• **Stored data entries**
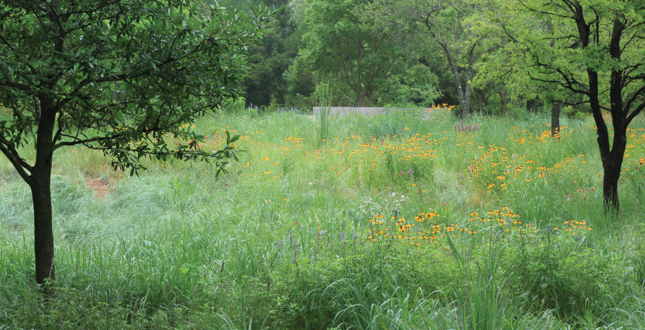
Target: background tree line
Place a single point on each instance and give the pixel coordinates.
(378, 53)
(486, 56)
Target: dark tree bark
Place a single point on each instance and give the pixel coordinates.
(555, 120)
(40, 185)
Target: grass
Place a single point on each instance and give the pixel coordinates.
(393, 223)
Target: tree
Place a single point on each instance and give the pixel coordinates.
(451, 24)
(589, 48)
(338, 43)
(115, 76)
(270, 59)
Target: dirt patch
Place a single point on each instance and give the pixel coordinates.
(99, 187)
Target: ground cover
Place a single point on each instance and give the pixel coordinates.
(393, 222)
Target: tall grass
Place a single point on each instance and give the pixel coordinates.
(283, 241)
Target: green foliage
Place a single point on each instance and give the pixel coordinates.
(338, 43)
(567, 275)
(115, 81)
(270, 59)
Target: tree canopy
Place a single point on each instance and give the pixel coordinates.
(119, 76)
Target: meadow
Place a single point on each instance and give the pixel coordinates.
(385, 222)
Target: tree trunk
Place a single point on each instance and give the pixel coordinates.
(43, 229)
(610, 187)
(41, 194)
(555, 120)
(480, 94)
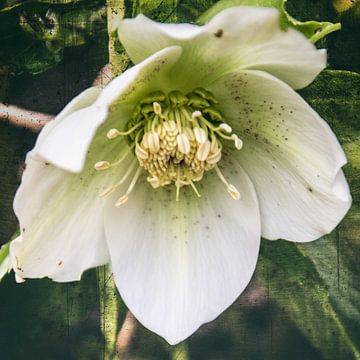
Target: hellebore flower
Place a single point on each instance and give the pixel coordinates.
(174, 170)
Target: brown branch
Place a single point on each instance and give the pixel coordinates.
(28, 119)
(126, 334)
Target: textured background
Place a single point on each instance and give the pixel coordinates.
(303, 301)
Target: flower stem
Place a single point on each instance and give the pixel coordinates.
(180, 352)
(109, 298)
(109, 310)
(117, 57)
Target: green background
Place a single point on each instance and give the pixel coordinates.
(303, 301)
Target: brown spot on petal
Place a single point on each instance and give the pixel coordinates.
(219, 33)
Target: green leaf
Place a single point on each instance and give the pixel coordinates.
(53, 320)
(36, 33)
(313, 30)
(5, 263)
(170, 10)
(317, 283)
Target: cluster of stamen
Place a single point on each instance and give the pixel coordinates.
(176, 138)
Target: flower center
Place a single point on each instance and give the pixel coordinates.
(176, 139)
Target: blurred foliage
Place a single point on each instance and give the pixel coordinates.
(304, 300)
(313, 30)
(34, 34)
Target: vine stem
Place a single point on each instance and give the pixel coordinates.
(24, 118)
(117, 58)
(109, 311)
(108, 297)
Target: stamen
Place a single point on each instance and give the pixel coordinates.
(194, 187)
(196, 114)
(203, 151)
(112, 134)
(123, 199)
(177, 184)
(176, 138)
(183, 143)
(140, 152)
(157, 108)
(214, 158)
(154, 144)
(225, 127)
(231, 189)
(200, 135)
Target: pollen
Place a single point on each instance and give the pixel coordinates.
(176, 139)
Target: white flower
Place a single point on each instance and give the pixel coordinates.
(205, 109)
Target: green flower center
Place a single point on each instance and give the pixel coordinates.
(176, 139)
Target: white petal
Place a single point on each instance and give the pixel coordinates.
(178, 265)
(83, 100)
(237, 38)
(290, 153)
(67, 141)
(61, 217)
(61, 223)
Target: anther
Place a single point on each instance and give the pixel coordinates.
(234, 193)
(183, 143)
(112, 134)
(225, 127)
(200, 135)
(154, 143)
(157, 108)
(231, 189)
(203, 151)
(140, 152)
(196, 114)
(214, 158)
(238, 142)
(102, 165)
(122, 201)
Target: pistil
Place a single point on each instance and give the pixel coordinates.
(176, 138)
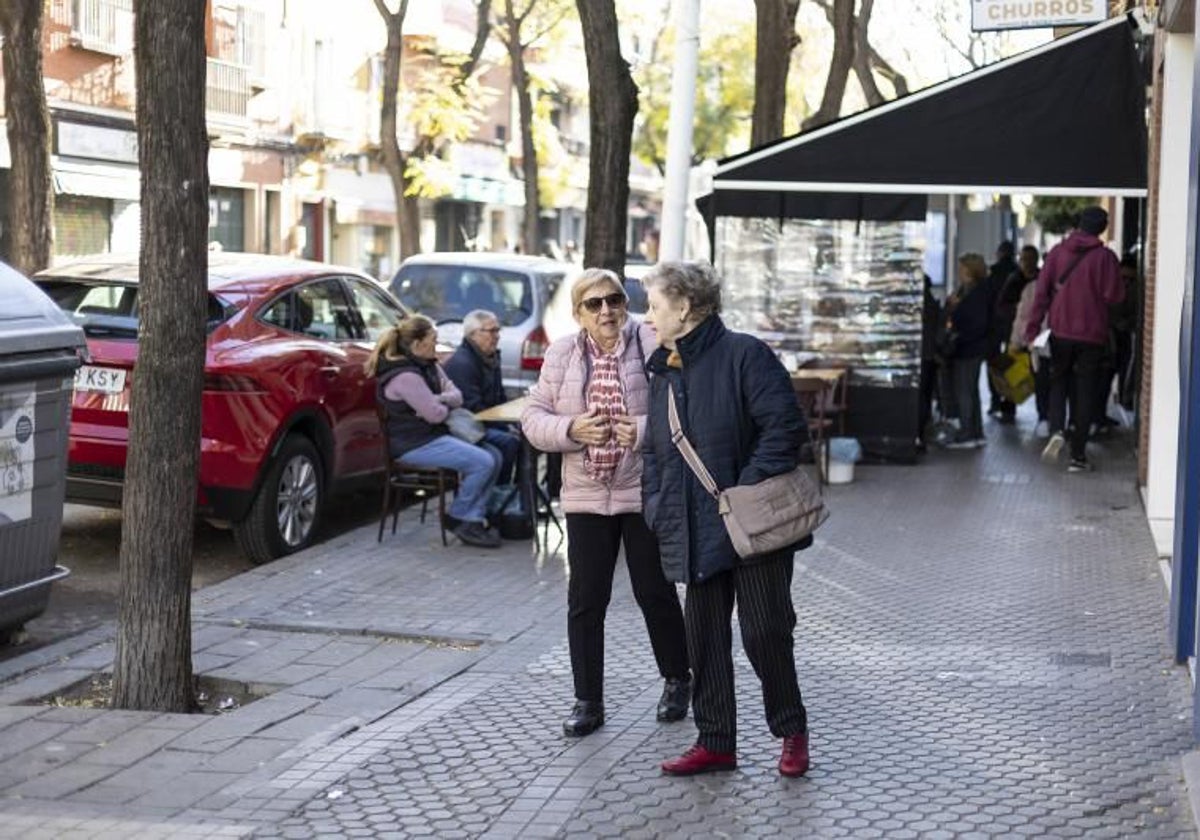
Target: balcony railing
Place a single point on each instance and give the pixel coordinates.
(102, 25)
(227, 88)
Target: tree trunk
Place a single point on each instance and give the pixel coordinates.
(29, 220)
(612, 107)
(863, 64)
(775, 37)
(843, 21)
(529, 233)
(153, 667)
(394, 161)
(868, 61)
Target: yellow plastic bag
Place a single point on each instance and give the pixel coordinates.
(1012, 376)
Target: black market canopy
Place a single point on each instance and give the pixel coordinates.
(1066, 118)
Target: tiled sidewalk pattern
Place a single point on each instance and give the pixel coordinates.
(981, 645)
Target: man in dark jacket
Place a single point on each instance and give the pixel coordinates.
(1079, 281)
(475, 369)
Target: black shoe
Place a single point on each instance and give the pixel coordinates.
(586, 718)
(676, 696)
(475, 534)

• **Prompt**
Give back precisely the lines above that start at the line containing "Target: flower stem" and end at the line containing "Target: stamen", inclusive. No other lines belong in the output.

• **Your solution**
Target: flower stem
Place a single point on each instance and give the pixel coordinates.
(180, 352)
(109, 298)
(109, 310)
(117, 57)
Target: green background
Place a single point on each instance and give the pixel coordinates.
(303, 301)
Target: brown spot on petal
Place a single point on each instance and give the pixel coordinates.
(219, 33)
Target: green leaf
Place a single point on each instance and give the pixel coordinates.
(53, 320)
(36, 33)
(313, 30)
(5, 263)
(170, 10)
(317, 283)
Target: cluster of stamen
Place a single point on each instance and give the pixel coordinates.
(176, 138)
Target: flower center
Place a single point on each instance and give the pixel coordinates.
(176, 139)
Target: blurred foliage
Place a single point on each instance and give the pixel coordinates.
(304, 300)
(313, 30)
(34, 34)
Target: vine stem
Place a single point on each instance and give the pixel coordinates.
(24, 118)
(117, 58)
(109, 311)
(108, 297)
Target: stamen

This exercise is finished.